▸ Your assignment
Please restate, word for word, the lines below that begin at the one with "background tree in the photo above." and end at the one with "mouth in the photo above.". Leave out all other lines.

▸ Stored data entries
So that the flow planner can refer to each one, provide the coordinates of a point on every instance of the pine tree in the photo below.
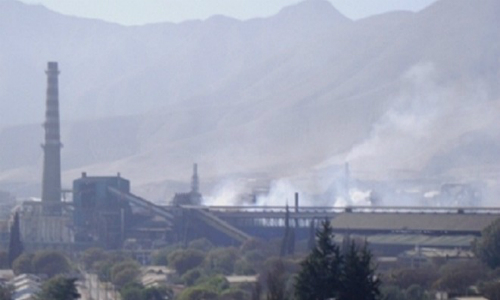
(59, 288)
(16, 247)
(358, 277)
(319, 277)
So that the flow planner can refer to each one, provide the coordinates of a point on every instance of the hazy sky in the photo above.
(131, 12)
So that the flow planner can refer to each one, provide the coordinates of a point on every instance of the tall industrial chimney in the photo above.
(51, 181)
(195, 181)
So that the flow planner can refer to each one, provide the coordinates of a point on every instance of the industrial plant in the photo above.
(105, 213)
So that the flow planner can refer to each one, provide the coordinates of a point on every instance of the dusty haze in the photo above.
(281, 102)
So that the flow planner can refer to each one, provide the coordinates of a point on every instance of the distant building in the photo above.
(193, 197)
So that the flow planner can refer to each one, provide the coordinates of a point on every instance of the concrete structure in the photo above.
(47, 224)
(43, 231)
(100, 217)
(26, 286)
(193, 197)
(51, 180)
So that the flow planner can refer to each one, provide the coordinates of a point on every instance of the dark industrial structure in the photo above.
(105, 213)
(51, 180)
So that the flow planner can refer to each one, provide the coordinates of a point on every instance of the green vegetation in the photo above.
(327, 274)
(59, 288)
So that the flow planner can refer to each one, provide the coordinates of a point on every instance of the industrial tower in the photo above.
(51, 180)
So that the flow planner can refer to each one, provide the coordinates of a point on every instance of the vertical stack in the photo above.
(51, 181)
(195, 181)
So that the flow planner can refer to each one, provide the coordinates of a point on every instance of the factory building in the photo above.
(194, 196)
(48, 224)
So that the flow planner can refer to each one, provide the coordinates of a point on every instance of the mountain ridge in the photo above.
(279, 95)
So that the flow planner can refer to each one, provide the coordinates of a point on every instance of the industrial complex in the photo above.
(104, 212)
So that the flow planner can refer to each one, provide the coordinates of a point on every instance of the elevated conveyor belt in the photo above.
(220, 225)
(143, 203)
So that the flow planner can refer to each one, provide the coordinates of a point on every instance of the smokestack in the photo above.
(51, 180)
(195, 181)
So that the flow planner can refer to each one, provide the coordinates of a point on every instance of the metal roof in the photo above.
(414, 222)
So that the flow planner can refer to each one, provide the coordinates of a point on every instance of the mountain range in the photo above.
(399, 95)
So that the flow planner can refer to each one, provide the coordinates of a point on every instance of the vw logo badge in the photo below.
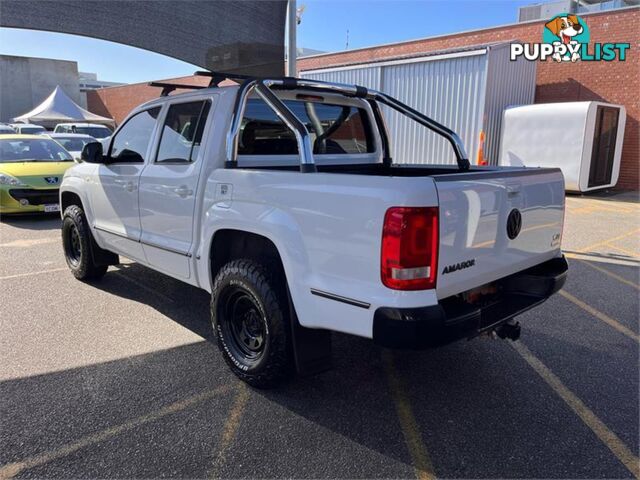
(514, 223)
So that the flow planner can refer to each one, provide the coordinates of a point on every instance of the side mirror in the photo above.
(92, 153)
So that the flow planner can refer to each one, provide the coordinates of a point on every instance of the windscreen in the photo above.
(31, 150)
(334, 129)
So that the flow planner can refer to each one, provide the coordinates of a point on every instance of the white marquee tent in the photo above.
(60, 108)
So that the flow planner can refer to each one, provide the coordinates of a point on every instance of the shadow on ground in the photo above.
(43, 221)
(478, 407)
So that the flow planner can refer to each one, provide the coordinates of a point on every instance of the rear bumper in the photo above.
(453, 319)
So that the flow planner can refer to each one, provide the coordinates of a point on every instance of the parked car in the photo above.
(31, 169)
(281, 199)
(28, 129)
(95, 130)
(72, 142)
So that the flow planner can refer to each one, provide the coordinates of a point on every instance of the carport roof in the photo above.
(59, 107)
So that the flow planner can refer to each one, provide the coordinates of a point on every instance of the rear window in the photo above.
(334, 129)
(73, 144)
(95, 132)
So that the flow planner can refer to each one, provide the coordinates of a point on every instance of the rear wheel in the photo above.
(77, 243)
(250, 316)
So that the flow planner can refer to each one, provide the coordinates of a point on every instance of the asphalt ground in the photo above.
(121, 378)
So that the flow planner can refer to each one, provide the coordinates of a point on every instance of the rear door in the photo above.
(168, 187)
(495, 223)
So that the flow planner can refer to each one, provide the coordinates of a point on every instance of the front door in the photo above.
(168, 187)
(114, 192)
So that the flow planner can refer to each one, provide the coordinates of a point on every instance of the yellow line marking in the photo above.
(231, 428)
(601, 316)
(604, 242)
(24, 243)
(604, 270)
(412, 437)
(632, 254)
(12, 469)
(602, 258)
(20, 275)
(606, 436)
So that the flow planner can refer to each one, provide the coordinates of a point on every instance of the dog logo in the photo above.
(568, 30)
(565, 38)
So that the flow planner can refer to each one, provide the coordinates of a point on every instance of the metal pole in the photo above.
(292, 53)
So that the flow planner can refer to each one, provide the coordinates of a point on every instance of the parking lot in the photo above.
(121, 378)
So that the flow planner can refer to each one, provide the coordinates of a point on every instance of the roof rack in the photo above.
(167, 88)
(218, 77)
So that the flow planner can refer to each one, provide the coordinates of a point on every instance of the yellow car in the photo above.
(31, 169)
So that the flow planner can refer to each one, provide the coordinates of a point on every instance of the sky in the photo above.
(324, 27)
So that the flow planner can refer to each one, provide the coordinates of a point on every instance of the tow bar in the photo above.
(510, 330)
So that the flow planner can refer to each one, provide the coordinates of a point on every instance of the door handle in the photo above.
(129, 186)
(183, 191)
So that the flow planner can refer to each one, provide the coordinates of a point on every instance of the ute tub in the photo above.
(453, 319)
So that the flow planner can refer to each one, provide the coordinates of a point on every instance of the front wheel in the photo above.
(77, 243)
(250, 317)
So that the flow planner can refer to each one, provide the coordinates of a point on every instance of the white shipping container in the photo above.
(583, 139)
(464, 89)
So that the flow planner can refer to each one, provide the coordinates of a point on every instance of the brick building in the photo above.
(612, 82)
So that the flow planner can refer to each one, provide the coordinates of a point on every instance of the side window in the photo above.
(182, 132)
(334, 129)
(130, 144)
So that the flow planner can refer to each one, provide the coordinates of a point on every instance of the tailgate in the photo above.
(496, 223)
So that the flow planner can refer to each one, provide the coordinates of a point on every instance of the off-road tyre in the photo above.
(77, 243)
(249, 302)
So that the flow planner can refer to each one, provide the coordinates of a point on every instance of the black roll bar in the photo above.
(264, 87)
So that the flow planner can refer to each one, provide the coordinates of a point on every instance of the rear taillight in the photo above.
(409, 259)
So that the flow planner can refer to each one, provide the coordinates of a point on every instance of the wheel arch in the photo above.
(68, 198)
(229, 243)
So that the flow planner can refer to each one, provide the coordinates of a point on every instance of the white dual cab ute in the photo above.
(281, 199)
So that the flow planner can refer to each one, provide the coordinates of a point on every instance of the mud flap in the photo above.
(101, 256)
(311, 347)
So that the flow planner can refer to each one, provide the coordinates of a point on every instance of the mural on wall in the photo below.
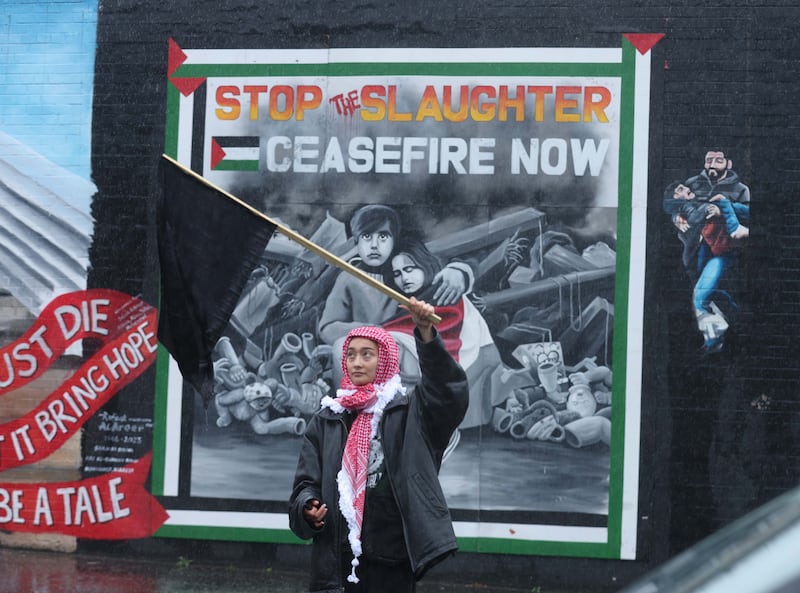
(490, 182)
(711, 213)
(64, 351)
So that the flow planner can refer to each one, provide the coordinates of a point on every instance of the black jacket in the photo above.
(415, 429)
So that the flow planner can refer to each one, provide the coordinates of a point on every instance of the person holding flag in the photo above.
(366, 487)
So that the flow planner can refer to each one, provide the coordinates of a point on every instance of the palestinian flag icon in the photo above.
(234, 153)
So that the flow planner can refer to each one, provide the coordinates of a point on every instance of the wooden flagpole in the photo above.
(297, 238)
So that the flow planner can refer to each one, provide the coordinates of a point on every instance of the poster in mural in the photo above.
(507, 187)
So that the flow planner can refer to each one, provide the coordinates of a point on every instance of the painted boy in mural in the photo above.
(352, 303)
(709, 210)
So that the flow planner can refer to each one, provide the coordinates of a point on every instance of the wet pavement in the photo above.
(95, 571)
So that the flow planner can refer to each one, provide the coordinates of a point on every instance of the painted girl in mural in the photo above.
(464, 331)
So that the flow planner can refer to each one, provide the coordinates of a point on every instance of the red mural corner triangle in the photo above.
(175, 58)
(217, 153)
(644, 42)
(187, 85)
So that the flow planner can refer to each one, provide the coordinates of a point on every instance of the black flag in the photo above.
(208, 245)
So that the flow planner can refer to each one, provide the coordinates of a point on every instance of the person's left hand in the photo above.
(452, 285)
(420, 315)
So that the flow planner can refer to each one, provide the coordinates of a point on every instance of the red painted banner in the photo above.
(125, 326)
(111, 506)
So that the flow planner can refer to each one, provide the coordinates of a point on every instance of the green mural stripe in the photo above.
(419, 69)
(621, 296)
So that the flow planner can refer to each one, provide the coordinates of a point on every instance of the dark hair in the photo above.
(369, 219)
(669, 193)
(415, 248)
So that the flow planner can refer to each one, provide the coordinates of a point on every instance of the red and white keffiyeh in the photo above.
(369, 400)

--

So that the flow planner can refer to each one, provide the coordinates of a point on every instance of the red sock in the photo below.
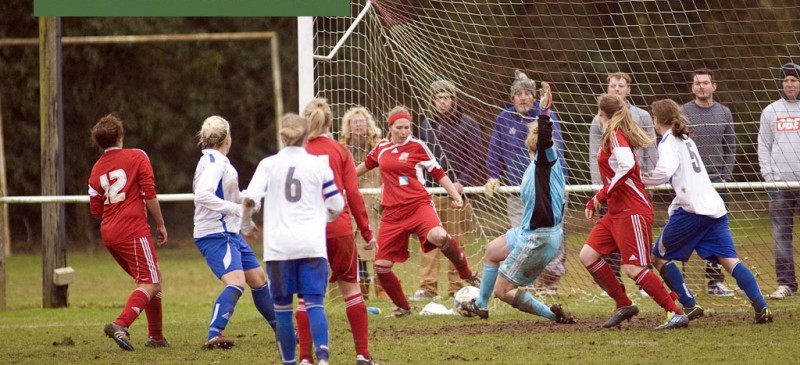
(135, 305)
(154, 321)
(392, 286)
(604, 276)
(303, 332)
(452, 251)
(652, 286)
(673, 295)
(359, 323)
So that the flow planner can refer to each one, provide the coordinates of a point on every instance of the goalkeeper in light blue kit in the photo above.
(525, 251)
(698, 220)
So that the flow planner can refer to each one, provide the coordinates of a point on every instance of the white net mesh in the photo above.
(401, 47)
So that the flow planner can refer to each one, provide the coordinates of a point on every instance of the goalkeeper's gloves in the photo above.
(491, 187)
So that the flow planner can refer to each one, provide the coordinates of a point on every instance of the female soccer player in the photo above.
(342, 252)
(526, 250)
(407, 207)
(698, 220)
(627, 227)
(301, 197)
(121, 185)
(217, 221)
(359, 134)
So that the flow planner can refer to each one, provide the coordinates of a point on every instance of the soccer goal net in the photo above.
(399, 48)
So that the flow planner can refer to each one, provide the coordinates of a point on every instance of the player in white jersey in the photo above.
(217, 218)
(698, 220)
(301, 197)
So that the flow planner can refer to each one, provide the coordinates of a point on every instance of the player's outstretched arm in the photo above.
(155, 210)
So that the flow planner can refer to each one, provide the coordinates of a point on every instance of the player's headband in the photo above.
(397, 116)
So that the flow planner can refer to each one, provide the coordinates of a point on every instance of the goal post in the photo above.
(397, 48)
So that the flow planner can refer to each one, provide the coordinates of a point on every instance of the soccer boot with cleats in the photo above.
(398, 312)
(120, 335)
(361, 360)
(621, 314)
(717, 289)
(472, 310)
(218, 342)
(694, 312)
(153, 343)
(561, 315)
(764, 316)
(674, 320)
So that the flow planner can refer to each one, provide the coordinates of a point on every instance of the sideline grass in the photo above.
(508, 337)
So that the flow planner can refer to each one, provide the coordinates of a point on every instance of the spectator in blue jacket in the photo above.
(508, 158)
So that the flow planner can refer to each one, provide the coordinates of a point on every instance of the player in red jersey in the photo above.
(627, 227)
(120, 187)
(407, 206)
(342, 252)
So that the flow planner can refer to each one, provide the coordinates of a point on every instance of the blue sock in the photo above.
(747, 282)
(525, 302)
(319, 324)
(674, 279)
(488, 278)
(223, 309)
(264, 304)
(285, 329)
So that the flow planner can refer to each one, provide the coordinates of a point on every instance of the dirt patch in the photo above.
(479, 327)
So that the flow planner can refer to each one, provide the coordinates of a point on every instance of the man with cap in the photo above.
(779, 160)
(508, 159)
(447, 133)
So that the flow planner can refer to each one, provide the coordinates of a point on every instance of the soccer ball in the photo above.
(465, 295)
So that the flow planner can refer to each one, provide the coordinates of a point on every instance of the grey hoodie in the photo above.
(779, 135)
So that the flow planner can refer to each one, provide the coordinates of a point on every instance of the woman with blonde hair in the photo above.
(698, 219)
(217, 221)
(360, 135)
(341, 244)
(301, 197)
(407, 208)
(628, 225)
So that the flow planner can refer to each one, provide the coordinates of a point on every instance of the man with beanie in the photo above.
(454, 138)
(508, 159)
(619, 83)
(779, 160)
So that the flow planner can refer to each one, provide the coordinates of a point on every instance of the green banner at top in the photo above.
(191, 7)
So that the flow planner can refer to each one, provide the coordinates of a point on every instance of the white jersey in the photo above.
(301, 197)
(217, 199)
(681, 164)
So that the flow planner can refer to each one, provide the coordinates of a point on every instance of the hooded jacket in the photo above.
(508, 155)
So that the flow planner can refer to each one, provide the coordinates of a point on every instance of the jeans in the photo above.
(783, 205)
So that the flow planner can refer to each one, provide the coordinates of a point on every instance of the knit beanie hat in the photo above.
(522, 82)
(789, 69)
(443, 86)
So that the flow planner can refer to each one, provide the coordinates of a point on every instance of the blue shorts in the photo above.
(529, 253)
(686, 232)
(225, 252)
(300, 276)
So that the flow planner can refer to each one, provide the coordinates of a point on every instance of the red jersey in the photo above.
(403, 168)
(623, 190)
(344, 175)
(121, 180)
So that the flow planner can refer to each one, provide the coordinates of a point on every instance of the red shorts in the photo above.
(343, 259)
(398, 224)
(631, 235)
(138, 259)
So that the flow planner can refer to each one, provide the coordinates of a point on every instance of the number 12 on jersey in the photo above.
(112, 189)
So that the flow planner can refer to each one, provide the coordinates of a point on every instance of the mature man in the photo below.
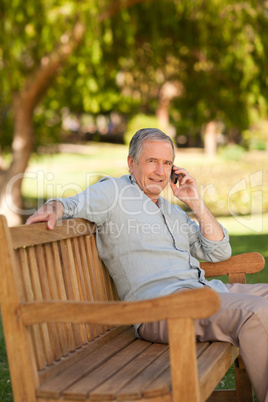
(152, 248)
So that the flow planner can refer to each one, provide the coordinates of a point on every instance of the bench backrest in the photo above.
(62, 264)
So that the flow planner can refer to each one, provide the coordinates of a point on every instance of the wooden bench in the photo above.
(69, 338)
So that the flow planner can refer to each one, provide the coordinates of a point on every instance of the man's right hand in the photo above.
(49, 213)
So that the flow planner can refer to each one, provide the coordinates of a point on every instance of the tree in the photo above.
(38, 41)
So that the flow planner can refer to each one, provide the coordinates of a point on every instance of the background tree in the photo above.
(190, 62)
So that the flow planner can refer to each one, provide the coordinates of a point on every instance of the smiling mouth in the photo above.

▸ Expected answer
So that the flow planner can refer to each one, provide the coordinates of a point on every instance of the background tree in the photo above.
(190, 62)
So that the flow planner can refer to each one, provide the coordinates of a point on every instance of the smiling mouth in the photo above.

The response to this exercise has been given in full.